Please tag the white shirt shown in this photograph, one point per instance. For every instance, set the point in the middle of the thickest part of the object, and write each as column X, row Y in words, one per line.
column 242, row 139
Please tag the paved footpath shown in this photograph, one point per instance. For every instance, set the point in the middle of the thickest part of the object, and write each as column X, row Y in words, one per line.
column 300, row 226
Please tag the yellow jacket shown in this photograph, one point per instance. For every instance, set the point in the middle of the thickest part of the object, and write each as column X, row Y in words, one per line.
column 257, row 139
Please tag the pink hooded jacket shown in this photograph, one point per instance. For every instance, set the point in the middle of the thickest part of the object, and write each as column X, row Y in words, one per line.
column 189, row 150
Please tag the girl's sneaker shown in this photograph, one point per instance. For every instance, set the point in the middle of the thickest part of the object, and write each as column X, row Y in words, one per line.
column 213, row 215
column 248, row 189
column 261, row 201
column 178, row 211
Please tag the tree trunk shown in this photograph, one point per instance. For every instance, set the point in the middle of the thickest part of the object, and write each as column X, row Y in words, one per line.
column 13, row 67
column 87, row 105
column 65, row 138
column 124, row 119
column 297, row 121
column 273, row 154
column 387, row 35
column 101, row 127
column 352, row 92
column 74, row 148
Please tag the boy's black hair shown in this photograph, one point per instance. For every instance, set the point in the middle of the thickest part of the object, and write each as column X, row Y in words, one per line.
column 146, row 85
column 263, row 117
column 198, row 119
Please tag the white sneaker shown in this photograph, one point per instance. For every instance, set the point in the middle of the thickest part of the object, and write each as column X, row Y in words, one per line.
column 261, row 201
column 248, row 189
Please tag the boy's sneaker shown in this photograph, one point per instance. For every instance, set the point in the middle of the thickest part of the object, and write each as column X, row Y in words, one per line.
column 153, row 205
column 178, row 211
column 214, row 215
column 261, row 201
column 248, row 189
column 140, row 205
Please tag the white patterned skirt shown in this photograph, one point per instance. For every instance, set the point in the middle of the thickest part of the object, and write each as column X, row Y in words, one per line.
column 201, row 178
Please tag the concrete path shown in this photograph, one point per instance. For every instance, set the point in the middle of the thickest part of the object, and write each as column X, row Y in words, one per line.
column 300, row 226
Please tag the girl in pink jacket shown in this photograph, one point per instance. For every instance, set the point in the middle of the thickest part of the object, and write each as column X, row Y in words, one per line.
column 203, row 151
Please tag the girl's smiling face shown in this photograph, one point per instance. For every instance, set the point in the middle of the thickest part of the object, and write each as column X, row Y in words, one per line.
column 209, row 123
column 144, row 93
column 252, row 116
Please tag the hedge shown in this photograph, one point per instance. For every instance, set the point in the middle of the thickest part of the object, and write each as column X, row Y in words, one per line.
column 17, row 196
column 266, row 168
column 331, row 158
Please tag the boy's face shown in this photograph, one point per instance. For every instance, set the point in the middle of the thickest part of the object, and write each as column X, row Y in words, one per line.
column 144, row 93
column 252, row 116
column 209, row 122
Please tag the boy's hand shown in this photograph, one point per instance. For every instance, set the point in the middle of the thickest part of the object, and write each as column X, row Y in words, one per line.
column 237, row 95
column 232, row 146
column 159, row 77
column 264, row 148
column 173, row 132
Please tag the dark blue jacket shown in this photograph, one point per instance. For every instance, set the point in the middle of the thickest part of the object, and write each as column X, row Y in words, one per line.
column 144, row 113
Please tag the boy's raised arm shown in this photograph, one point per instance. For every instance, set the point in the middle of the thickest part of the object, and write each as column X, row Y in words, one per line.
▬▬▬▬▬▬▬▬▬▬
* [WRITTEN PROBLEM]
Extract every record and return it verbatim.

* [PROBLEM SOLUTION]
Please tag the white shirt shown in this photograph, one point per instance. For every instance, set the point in the middle of the thickest part of the object, and write each as column X, row Y in words, one per line.
column 242, row 139
Please tag the paved footpath shown in this photograph, one point per instance. For every instance, set the point in the middle of the thickest part of the object, and write each as column X, row Y in words, one per line.
column 300, row 226
Please tag the yellow jacket shown in this photograph, one point per instance. For every instance, set the point in the middle of the thickest part of the object, and write each as column X, row Y in words, one per line.
column 257, row 139
Please tag the pink hooded jacket shown in this photograph, one point per instance. For every instance, set the point in the middle of the thickest part of the object, and write each as column X, row Y in words, one per line.
column 189, row 150
Please tag the girl's sneaker shown in this photograph, one point per instance. For every instance, set the point in the middle of the thickest part of the object, and write each as column X, row Y in words, one per line.
column 213, row 215
column 248, row 189
column 261, row 201
column 178, row 211
Please tag the tree trunk shown in this photograph, one point per instance. For every instance, set the point in the middle of the thickest part of the object, and write each as column X, row Y in words, one per line.
column 13, row 67
column 87, row 105
column 65, row 138
column 124, row 119
column 297, row 121
column 273, row 154
column 387, row 35
column 101, row 127
column 352, row 92
column 74, row 148
Please tag the boy's black hair shown in this photograph, one point per instance. For every instance, set the point in the middle of the thickest part of the object, and write each as column X, row Y in words, one per line.
column 146, row 85
column 263, row 117
column 198, row 119
Please tag the white sneaker shown in this photograph, one point per instance. For every instance, set the point in the middle of the thickest part of the object, and write each as column X, row Y in words, one per line.
column 261, row 201
column 248, row 189
Please tag the boy's sneaker shown in this photograph, one point per instance. For every instance, set the point in the middle of the thickest part of the object, and write each as column X, row Y in words, one per line.
column 153, row 205
column 178, row 211
column 214, row 215
column 261, row 201
column 248, row 189
column 140, row 205
Please tag the white patterned skirt shown in this photograph, one point per instance. For every instance, set the point in the middle of the thickest part of the object, and write each as column X, row Y in words, one per line.
column 201, row 178
Please tag the concrete path shown in this photograph, one point per instance. For every instance, set the point in the middle of the thickest part of the object, and write each as column X, row Y in words, one per line.
column 300, row 226
Please tag the girl in pink jacket shown in this photograph, one point per instance. For every instance, set the point in the middle of the thickest part of the object, and write each as column X, row Y in words, one per line.
column 203, row 151
Please tag the girl's smiling face shown in this photograph, one point per instance. For every instance, set the point in the middle of the thickest part of the object, and write each as column X, row Y in words, one per line.
column 209, row 123
column 144, row 93
column 252, row 116
Please tag the hedge shown in this photograph, one point per instance. For every instance, set the point in the middle of the thickest part of the object, and write each as column X, row Y in words, one per line.
column 17, row 196
column 266, row 168
column 331, row 158
Please tag the boy's face shown in this photograph, one point per instance. For every instance, set the point in the middle of the thickest part of the object, and write each as column X, row Y in words, one per line.
column 144, row 93
column 252, row 116
column 209, row 122
Please tag the boy's hand shown in this photograph, one point per instance. For every instance, set the point in the middle of the thickest part of the object, and write each as column X, row Y in words, one per line.
column 237, row 95
column 232, row 146
column 159, row 77
column 264, row 148
column 173, row 132
Please tag the dark blue jacket shown in this photograph, one point per instance. For every instance, set the point in the middle of the thickest part of the object, and write each as column X, row Y in words, one per line.
column 144, row 113
Please tag the boy's raised arm shown in this photograph, one point per instance. For every instance, set the point in the middle of the thickest part of the object, and write each as column X, row Y in words, one per line.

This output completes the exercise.